*WORK TO DO*:
Arrange the items below as a Markdown table with two columns, Row and Line. Give each line its own row number, leave out blank lines, and include only the lines from the one containing "of the green" through the end of the items.
** begin **
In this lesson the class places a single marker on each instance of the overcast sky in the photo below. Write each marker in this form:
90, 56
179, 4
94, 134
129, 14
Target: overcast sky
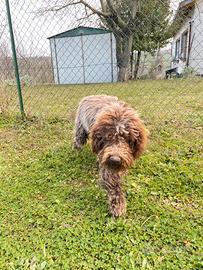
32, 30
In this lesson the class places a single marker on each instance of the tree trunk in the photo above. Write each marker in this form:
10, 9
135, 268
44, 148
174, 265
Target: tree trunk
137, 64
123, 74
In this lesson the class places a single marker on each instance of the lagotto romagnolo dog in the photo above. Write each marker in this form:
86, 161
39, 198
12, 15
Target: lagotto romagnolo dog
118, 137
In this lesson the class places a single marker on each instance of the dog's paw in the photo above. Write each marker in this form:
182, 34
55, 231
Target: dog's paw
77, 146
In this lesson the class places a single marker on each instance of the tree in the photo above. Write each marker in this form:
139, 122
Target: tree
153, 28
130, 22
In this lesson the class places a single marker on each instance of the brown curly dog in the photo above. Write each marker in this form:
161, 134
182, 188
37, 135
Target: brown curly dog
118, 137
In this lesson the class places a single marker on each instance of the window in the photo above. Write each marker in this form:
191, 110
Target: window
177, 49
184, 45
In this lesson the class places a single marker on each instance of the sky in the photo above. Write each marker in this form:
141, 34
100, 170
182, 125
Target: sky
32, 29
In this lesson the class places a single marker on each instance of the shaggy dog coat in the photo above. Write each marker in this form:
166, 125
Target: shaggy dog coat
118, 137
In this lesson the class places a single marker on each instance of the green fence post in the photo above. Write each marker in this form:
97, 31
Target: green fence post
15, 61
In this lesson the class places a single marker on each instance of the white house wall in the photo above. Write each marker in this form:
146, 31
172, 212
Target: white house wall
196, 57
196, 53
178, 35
** end **
*SOLUTION TO THIS PROBLEM*:
| Row | Line |
|---|---|
| 1 | In this lesson the class places a single marker on each instance of the green fence post in the photo above. Write each marker in this form: |
| 2 | 97, 31 |
| 3 | Target: green fence post |
| 4 | 15, 61 |
| 5 | In this lesson the class places a single marker on each instance of the white house wall in the photo above. Write each marker in this form: |
| 6 | 146, 31 |
| 7 | 172, 212 |
| 8 | Target: white house wall |
| 9 | 196, 57 |
| 10 | 196, 53 |
| 11 | 178, 35 |